- _Given task_
Rewrite the entries from the first line through the line containing "[(418, 235)]", changing "escalator railing" to "escalator handrail" and leaving everything else the same.

- _Material shown_
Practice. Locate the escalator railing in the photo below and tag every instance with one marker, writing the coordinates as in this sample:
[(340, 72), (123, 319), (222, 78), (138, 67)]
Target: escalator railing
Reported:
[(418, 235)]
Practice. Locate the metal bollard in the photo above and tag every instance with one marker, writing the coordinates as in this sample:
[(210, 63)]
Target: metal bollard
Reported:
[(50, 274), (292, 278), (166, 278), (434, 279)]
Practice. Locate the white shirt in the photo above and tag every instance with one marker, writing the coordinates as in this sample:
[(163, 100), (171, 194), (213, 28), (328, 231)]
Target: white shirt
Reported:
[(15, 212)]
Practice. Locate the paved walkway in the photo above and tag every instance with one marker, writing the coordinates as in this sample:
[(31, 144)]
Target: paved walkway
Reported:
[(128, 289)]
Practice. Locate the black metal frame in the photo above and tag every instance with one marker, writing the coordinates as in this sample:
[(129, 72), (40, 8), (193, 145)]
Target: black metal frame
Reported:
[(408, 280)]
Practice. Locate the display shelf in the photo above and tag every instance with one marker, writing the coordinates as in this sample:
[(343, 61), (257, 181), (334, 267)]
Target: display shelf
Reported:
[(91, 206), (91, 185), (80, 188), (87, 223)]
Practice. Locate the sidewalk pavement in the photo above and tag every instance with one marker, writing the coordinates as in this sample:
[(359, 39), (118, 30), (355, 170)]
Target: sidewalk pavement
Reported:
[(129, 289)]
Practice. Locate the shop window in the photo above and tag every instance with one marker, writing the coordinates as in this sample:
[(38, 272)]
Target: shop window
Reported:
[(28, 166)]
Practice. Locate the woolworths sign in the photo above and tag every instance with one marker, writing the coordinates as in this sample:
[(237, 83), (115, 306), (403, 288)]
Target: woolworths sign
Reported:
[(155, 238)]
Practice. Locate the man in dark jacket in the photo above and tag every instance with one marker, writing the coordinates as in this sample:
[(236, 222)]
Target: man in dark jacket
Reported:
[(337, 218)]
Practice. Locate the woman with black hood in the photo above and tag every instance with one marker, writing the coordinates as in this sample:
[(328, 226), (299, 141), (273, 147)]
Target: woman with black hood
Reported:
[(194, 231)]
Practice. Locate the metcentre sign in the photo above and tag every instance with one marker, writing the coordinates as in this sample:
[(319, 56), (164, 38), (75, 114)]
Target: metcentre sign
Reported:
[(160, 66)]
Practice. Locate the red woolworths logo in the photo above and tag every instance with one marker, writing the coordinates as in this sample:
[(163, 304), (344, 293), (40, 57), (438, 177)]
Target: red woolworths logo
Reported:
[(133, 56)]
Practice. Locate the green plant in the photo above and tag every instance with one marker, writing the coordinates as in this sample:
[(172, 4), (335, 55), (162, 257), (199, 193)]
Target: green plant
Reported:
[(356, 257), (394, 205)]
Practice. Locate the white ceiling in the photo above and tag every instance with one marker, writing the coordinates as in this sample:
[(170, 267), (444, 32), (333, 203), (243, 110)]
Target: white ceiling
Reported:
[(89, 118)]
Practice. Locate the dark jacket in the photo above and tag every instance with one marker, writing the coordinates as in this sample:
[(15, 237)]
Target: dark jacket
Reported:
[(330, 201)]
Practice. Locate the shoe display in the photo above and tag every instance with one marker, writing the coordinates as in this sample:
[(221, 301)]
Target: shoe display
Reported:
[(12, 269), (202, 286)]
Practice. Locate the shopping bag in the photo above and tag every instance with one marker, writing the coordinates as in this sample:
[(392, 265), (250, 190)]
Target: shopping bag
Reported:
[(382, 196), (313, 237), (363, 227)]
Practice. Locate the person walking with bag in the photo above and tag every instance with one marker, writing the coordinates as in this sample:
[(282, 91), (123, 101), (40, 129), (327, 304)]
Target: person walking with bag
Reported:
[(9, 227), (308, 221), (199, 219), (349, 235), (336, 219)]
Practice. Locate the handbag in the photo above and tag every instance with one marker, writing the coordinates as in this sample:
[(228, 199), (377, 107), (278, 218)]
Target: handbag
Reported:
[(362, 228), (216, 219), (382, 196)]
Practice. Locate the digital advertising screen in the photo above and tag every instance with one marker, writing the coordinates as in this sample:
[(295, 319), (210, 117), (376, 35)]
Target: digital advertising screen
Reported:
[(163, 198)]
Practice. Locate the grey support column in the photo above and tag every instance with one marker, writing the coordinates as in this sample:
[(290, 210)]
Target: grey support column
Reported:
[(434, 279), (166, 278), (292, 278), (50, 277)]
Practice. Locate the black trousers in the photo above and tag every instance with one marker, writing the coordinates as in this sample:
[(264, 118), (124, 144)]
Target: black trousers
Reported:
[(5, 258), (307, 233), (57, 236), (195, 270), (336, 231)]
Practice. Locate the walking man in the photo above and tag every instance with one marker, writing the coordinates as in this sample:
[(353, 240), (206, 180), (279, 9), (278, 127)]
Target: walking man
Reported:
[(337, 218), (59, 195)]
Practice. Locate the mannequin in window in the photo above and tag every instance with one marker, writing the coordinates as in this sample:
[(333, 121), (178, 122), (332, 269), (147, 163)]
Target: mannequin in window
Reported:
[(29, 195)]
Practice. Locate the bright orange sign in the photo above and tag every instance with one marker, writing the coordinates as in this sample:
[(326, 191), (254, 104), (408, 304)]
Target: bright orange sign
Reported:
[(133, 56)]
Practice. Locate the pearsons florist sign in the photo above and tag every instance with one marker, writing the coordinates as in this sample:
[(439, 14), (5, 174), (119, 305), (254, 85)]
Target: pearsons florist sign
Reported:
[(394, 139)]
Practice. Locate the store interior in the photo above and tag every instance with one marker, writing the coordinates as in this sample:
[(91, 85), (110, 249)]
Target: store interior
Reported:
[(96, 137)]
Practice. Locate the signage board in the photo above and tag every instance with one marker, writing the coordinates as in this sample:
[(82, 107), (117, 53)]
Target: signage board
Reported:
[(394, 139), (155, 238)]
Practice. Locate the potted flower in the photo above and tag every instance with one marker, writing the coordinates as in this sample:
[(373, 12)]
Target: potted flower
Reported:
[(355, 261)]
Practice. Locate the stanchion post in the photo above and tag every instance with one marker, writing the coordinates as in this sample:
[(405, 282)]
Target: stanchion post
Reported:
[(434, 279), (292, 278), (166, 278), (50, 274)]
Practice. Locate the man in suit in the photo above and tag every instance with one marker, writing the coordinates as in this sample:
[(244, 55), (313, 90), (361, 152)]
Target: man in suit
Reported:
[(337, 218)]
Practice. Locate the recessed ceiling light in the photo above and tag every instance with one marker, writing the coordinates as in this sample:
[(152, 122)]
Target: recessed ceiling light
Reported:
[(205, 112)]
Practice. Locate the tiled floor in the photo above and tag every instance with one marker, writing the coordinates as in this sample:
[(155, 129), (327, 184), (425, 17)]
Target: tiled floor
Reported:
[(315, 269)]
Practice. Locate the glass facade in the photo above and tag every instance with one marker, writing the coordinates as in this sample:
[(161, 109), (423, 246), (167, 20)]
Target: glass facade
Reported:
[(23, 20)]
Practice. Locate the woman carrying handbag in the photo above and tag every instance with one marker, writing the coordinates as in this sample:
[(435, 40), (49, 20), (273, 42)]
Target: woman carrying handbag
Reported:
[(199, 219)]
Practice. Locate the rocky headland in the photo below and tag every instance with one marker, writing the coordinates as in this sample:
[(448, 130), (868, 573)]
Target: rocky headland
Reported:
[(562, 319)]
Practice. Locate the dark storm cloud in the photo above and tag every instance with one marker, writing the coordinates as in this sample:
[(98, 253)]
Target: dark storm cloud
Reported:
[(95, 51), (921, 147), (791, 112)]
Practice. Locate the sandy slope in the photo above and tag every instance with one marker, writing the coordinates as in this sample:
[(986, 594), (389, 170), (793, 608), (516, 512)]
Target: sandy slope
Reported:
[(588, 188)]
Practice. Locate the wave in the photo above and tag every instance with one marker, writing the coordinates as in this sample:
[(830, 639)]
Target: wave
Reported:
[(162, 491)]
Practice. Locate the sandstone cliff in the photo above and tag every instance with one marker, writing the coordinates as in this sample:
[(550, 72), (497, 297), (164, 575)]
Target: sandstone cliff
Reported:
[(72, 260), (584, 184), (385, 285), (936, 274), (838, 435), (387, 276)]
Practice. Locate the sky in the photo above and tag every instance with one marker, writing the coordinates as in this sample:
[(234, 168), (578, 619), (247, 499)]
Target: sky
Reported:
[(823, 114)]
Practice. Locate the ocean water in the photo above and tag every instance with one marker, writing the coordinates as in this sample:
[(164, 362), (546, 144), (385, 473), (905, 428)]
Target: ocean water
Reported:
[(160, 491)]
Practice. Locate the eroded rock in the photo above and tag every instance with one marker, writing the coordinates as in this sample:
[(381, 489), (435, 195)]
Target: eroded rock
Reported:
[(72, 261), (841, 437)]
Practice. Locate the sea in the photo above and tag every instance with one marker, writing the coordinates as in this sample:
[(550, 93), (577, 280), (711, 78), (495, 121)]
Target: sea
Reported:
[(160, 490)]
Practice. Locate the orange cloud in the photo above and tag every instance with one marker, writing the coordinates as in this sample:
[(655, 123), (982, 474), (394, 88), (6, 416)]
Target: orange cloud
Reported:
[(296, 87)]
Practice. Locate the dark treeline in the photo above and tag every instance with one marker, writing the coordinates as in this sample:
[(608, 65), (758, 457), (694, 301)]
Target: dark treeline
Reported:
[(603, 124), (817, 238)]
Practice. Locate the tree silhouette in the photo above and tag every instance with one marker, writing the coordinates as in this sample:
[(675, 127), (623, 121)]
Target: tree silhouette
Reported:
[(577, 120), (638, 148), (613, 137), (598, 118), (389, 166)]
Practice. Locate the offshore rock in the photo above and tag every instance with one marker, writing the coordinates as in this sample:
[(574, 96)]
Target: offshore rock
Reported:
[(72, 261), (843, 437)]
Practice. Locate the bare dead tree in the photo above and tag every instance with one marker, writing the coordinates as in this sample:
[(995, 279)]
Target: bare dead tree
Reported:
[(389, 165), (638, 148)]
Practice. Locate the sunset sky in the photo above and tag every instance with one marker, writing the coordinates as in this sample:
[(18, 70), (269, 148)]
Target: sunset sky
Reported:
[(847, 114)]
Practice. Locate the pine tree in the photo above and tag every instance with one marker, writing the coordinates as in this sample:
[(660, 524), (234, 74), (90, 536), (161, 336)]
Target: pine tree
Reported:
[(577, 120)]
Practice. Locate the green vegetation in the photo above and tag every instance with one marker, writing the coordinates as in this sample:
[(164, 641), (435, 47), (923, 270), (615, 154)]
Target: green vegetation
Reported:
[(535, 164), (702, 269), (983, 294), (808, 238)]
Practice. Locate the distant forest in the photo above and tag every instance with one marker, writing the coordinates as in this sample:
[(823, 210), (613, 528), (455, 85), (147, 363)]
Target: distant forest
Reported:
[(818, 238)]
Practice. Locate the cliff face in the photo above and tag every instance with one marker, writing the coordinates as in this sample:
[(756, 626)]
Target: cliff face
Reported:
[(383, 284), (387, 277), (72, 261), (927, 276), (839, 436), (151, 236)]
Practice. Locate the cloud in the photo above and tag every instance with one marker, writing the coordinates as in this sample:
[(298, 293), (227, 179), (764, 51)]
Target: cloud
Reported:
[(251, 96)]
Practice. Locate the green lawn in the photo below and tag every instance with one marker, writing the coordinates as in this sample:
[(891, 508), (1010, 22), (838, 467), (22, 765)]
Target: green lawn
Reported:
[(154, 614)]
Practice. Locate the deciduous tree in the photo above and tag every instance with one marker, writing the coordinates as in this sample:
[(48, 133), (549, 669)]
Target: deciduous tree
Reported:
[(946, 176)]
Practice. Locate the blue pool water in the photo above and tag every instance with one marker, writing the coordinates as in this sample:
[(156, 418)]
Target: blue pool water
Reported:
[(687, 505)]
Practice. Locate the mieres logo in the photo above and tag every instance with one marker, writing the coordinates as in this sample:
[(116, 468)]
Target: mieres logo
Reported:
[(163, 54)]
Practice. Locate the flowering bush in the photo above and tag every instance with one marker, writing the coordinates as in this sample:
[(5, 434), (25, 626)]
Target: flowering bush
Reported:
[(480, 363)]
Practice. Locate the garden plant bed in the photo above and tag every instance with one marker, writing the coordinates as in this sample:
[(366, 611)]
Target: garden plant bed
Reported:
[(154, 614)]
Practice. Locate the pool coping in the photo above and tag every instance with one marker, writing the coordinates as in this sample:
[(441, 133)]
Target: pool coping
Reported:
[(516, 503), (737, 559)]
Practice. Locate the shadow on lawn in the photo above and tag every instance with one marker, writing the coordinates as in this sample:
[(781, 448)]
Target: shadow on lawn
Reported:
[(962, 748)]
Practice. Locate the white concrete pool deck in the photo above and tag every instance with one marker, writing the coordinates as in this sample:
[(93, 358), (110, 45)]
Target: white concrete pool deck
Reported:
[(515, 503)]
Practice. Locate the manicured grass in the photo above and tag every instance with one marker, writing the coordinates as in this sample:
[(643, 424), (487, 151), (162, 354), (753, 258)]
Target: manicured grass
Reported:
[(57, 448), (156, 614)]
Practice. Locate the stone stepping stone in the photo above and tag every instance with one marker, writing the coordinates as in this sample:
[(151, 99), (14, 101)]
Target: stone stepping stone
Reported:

- _Answer below_
Practice. Locate the escalator handrail in the photo below and tag every instance with one marker, writing the coordinates as in this sample:
[(340, 72), (123, 319), (222, 78), (138, 67)]
Target: escalator handrail
Reported:
[(418, 235)]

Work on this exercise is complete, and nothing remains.